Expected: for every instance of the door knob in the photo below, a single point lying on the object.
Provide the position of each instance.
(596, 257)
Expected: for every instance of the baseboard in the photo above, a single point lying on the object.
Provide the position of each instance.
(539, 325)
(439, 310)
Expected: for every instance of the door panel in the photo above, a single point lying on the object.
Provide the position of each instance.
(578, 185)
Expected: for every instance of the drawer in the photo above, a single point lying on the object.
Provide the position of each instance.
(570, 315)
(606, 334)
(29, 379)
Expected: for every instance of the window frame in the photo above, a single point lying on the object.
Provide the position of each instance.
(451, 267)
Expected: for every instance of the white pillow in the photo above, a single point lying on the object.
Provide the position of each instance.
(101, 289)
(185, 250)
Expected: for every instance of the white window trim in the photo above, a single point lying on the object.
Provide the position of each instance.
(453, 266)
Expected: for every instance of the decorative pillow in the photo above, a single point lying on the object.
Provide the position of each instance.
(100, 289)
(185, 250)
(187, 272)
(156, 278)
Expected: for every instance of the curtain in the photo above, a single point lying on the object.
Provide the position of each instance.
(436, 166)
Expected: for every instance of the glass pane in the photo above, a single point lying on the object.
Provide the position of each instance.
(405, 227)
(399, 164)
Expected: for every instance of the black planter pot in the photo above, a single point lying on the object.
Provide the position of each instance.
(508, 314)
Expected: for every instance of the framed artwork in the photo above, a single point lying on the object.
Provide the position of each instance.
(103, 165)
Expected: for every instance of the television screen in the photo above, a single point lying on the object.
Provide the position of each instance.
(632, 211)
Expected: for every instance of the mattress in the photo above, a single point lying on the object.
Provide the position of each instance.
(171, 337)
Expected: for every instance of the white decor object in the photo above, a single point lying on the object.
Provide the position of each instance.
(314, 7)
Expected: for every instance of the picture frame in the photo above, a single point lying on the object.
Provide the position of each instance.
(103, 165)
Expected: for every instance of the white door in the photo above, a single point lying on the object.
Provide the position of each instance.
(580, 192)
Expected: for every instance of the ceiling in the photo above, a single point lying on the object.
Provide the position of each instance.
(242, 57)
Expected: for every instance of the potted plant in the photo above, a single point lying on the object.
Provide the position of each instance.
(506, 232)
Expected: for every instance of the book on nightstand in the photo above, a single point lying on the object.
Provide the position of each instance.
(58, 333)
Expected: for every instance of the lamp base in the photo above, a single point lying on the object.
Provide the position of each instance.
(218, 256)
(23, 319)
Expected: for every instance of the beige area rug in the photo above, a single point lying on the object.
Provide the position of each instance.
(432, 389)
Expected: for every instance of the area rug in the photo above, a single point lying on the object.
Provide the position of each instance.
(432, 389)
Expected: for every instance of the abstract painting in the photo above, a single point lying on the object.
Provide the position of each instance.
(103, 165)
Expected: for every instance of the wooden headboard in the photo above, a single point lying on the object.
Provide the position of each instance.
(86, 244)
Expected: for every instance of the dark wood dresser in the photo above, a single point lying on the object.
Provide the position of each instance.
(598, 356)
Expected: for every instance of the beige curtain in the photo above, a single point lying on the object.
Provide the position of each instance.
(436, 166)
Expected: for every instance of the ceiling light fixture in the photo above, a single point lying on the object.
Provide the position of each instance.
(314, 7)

+++

### Goal of the exercise
Copy the material above word for word, starting with the line that contains "Expected: for every instance of the dark" and continuing through its last line.

### Full answer
Expected: for every instance of the dark wood dresser in the photo above, a single point lying on the object.
Provide the position of each instance.
(598, 356)
Expected: for every instance of the beige curtain in the photo above, a single point lying on the object.
Provide the position of each instance.
(436, 166)
Expected: for every instance of the ceiling light fixture in the photo above, a single point lying on the object.
Provide the position of each instance.
(314, 7)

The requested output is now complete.